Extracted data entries
_ _ _ _ _ _ _

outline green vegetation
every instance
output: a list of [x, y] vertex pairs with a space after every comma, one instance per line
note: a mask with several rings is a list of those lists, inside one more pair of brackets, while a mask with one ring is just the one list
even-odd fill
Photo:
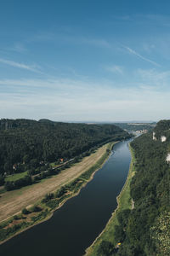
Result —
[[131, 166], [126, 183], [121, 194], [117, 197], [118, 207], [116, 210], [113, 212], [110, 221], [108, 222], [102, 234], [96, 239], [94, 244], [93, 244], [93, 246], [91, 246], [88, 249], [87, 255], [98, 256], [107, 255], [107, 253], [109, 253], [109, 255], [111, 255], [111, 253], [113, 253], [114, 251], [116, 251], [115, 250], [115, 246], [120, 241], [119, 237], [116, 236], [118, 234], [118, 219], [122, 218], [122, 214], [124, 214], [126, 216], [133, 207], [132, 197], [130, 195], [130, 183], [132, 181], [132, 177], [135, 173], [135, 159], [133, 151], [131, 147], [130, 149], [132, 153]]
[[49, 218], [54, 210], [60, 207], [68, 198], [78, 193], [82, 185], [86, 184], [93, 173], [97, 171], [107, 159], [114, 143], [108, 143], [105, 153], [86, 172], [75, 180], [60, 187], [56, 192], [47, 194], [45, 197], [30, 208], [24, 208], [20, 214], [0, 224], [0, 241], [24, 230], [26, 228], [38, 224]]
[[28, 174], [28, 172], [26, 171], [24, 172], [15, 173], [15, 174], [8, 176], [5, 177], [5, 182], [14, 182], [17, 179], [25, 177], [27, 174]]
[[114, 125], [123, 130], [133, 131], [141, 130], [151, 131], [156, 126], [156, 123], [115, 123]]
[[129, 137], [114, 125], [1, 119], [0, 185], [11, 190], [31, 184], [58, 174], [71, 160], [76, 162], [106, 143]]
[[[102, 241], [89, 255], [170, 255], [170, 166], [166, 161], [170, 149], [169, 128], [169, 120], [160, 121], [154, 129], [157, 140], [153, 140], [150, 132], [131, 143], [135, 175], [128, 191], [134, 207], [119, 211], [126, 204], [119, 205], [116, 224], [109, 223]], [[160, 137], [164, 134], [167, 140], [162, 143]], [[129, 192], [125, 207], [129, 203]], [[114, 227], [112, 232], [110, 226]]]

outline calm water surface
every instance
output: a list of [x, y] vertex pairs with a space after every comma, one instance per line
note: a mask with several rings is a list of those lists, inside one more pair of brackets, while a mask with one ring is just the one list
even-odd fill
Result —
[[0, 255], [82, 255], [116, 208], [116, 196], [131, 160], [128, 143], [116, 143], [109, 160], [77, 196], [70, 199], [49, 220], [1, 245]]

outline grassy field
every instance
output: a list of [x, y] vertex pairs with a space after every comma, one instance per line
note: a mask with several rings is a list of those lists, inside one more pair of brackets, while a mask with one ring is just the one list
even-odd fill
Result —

_ _ _ _ _ _ _

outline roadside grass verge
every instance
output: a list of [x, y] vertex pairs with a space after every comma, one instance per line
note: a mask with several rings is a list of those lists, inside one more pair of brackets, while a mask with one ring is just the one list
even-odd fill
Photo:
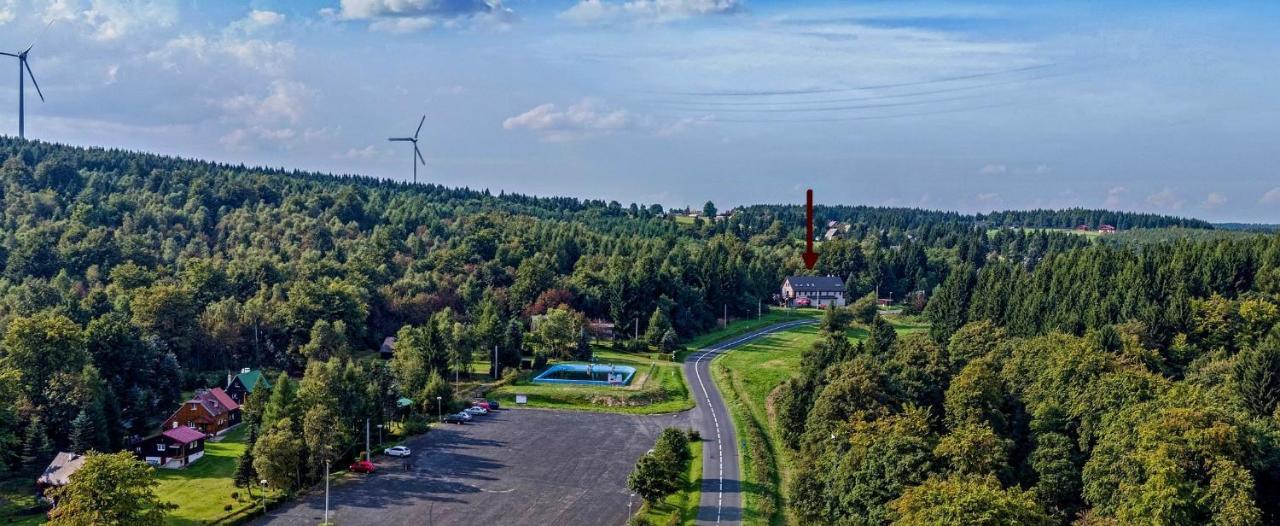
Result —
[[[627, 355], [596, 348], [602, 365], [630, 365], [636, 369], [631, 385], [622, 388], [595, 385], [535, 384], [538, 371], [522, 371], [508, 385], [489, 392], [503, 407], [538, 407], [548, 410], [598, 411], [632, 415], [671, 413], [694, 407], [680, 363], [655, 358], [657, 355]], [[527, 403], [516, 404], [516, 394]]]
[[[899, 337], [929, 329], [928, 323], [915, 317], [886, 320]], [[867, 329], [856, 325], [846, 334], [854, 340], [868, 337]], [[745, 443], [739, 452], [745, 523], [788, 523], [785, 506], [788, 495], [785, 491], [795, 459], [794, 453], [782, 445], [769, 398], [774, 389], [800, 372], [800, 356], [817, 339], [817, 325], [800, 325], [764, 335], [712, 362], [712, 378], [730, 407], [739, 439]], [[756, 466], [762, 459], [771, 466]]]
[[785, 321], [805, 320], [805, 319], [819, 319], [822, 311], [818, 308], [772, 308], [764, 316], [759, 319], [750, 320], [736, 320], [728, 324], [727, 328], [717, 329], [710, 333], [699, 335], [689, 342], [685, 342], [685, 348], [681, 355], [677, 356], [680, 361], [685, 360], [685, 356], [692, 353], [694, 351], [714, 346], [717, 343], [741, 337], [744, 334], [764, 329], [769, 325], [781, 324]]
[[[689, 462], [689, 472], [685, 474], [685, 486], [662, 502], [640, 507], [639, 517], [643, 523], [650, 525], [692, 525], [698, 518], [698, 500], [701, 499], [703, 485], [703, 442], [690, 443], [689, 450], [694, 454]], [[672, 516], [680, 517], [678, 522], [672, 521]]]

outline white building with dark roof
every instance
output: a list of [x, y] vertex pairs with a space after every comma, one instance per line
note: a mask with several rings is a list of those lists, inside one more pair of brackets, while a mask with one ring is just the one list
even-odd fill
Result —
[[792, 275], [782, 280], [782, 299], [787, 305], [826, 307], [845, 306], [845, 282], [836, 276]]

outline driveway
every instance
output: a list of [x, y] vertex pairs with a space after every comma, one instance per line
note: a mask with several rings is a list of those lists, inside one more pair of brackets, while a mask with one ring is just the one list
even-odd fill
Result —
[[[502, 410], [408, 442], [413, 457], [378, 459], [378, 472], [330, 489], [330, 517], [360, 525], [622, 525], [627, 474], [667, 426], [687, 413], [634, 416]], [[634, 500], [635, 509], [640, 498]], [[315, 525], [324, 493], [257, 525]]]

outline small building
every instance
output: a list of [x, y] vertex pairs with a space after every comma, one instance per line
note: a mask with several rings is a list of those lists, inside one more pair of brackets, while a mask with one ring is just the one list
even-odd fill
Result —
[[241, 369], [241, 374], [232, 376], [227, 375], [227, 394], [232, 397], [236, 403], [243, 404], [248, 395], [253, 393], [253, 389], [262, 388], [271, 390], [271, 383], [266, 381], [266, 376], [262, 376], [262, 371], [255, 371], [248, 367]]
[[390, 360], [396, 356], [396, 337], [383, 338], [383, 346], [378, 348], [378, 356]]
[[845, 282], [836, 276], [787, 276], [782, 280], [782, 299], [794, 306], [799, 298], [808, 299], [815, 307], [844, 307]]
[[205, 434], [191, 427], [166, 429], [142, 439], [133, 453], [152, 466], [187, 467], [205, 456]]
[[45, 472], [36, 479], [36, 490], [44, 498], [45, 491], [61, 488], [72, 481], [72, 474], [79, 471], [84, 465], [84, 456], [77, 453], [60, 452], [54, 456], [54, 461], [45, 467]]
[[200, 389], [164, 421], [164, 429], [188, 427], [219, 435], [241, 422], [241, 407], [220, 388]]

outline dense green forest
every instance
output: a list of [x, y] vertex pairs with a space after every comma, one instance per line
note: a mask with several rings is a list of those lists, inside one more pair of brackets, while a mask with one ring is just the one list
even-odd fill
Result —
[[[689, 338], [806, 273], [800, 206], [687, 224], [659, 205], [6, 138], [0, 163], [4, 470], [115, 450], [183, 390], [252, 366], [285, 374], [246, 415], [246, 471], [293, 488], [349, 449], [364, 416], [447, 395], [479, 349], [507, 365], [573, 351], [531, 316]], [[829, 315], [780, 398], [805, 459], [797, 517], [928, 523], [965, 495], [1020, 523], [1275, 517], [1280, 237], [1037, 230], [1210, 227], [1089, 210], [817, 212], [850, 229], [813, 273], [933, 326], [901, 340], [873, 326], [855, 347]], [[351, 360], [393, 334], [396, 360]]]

_ _ _ _ _ _ _

- [Set problem] Rewrite the listing from the line containing "outline white building with dark roof" through the line containing "493], [257, 525]]]", changing "driveway" to "access road" and leaving everything else as is.

- [The result]
outline white building with dark roof
every instance
output: a list of [x, y] vertex pairs with a space after every comma, one instance per line
note: a mask with several rings is a list of those lists, inside one more pair of brackets, while a mask with one ring is just the one list
even-odd fill
Result —
[[792, 275], [782, 280], [782, 299], [787, 305], [826, 307], [845, 306], [845, 282], [836, 276]]

outline access road
every instance
output: a list of [x, y] vertex pairs with a space after every comma, one instance per line
note: a mask with several rings is a list of those lists, inside one more pair of brackets, while a mask with one ring is just the one list
even-odd fill
Result —
[[[502, 410], [408, 442], [413, 457], [378, 459], [378, 472], [330, 489], [330, 517], [360, 525], [622, 525], [627, 474], [667, 426], [687, 413], [634, 416]], [[634, 500], [635, 509], [640, 498]], [[315, 525], [324, 493], [257, 525]]]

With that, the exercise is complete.